## [EXTRAIT DU DOCUMENT]
Comment put-il donc se faire qu’à la séance publique les discours aient rendu un effet et un son tout différens? A cela je dirai pour réponse : Comment se fait-il que la première représentation d’une œuvre dramatique trompe si souvent la prévision et l’attente de ceux qui ont assisté à une répétition générale? C’est une seule et même question. La séance publique fut ici, en effet, des plus dramatiques; elle le devint, et voici comment.

Et dans ce qui suit, ou je me trompe fort, on peut trouver une leçon d’art et de goût oratoire, un petit supplément anecdotique à ajouter à toutes les rhétoriques connues. J’y voudrais un chapitre qui aurait pour titre : Des effets d’audience, et ceci en ferait partie.

## [ENREGISTREMENTS BRUTS]
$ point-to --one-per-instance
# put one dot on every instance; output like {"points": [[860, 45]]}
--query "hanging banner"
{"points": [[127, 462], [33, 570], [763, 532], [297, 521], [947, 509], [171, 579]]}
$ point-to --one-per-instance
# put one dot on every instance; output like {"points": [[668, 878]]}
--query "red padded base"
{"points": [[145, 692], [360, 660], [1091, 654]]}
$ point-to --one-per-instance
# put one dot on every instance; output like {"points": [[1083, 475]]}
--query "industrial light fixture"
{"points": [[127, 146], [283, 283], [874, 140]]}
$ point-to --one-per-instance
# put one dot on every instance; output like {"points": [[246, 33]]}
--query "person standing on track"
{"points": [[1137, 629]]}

## [OBJECTIF]
Réécrivez le passage de l'extrait sur la séance publique allant de « Et dans ce qui » jusqu'à « en ferait partie. » inclus, en remplaçant « chapitre » par « paragraphe ».

## [SOLUTION DÉTAILLÉE]
Et dans ce qui suit, ou je me trompe fort, on peut trouver une leçon d’art et de goût oratoire, un petit supplément anecdotique à ajouter à toutes les rhétoriques connues. J’y voudrais un paragraphe qui aurait pour titre : Des effets d’audience, et ceci en ferait partie.